### THE PROBLEM
Pull every line with "clicks" from the data.

Stored data
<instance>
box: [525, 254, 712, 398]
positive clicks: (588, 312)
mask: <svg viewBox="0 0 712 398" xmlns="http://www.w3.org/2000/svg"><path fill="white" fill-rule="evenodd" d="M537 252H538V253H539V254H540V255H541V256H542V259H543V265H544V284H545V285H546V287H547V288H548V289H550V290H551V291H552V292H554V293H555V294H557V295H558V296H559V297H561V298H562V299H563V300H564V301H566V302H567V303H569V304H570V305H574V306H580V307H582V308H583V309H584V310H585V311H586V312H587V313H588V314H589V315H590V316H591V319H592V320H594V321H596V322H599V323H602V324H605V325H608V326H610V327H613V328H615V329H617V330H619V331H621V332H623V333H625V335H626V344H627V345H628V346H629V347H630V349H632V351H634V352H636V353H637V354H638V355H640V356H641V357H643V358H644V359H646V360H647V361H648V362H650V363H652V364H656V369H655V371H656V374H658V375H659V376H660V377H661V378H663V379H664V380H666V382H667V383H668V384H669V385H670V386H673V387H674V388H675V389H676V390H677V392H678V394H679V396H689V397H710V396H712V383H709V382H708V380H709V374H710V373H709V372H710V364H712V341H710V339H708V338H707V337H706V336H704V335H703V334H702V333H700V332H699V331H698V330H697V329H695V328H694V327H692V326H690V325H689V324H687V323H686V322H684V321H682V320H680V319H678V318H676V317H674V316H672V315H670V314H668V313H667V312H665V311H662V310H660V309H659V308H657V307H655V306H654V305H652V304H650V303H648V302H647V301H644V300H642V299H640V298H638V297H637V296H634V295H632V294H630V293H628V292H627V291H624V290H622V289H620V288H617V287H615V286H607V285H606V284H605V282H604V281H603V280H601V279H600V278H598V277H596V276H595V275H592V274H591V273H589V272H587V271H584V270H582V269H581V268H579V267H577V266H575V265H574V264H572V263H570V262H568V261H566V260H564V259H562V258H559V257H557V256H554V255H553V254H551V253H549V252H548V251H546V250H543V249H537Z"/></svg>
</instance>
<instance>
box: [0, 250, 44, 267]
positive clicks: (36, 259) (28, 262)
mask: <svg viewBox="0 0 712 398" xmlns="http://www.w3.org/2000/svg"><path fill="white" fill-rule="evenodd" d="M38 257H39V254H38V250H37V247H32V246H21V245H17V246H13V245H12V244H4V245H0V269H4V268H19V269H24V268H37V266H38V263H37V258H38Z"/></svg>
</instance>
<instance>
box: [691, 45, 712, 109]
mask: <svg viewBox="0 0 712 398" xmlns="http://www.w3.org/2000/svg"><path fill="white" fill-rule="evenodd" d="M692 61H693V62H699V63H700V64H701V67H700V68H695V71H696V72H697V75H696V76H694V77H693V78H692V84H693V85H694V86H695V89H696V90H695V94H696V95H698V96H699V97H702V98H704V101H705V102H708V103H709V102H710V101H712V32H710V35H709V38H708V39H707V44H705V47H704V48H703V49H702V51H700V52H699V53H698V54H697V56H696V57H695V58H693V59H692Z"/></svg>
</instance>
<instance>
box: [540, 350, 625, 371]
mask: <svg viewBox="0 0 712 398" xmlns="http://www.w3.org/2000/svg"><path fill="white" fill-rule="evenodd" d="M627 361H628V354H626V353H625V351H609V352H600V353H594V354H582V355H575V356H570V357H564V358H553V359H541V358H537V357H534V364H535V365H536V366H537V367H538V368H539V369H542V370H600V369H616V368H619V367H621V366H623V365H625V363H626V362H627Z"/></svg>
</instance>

### SOLVED EXERCISE
positive clicks: (588, 312)
positive clicks: (36, 259) (28, 262)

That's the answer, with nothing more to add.